- _What to produce_: Return each of the following lines that contains the string "below", matching case exactly.

- _Data rows_:
--- BEGIN ---
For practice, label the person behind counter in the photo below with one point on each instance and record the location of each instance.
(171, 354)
--- END ---
--- BEGIN ---
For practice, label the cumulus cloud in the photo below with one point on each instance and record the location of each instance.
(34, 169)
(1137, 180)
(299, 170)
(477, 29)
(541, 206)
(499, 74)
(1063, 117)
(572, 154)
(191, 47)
--- END ---
- _Reply to the task_:
For practice, label the person behind counter in the photo below with one point on each instance and record the location of each instance.
For practice, label the cumulus cloud in the photo below with one point on each instance and record the location of each instance.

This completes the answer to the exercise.